* _Provided passage_
┄┄┄┄┄┄┄┄┄┄

After the Second World War housing renewal had a major impact on the area. Slum clearance started in earnest and whole neighbourhoods were decanted to other parts of the city whilst the old substandard housing was demolished. In place of the back-to-backs and terraces came new estates of council housing and flats. This changed the character of the area quite dramatically and resulted in many people moving away, never to return. The disruption that many people experienced at this time also affected the sense of community and identity of the area.

In the years immediately after the Second World War, there was a desperate need for labour in Sheffield to rebuild the city and its industries. Around this time Burngreave became home to many new immigrants, arriving from the Caribbean, Pakistan and Yemen. Many found jobs in the steel industry and the hospitals in Sheffield. Later they brought their families to join them and became part of the local community. This was the beginnings of the multicultural community that is Burngreave today. We do know, however, that Asian people had lived in the area even before this period. In Burngreave cemetery there is a grave of an Indian man killed in a colliery accident in Beighton in 1923, called Sultan Mohomed.

Since the 1990s the area has also become home to people from Chile, Somalia, Eritrea, Iraq, Sudan, and several other countries. More recently, Romani people from Slovakia have been settled there. The arrival of people from so many different backgrounds has made Burngreave one of the most ethnically diverse neighbourhoods in Sheffield. A number of different languages are spoken locally and a variety of food on offer in local restaurants and shops.

The industrial decline of the 1980s and 90s in South Yorkshire has taken its toll on Burngreave. High levels of unemployment resulted in poverty once again and a general decline in the appearance of the area. However Burngreave is now experiencing a change in fortune. This has partly resulted from the determination of local residents to stop the spiral of decay and bring about changes. In addition a huge government funded regeneration programme, Burngreave New Deal for Communities, was initiated to bring prosperity back to the area, with improvements to houses and green spaces locally. New shops have opened recently to serve the needs of different ethnic communities. In late 2011, a Tesco Extra opened on Saville Street, a couple of hundred yards from Spital Hill, the traditional shopping hotspot of the area.

In 2013 and 2014 there was unrest between Slovak Roma and Yemeni residents in the Page Hall area.

==Transport==
Bus routes 1, 2, 88 (all provided by Stagecoach), 1a, 20, 97 and 98 (all provided by First) link Burngreave to Sheffield City Centre.

┄┄┄┄┄┄┄┄┄┄

* _Given material_
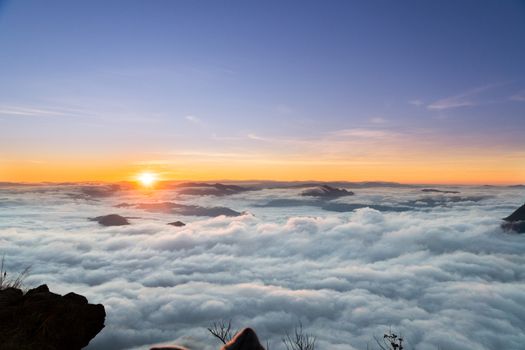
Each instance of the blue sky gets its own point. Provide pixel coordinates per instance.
(160, 76)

┄┄┄┄┄┄┄┄┄┄

* _Exercises to complete_
1/ Rewrite the paragraph of the Burngreave passage that begins "Since the 1990s the area" as a short bulleted list that keeps its main facts.
2/ From the Burngreave passage, copy out word for word the part that opens with the words containing "Since the 1990s" and closes with "restaurants and shops.".

* _Responses to the exercise_
1/
- Since the 1990s, people from Chile, Somalia, Eritrea, Iraq, Sudan and several other countries have made the area their home.
- More recently, Romani people from Slovakia have been settled there.
- These arrivals from many backgrounds have made Burngreave one of the most ethnically diverse neighborhoods in Sheffield.
- Several languages are spoken locally, and local restaurants and shops offer a variety of food.

2/
Since the 1990s the area has also become home to people from Chile, Somalia, Eritrea, Iraq, Sudan, and several other countries. More recently, Romani people from Slovakia have been settled there. The arrival of people from so many different backgrounds has made Burngreave one of the most ethnically diverse neighbourhoods in Sheffield. A number of different languages are spoken locally and a variety of food on offer in local restaurants and shops.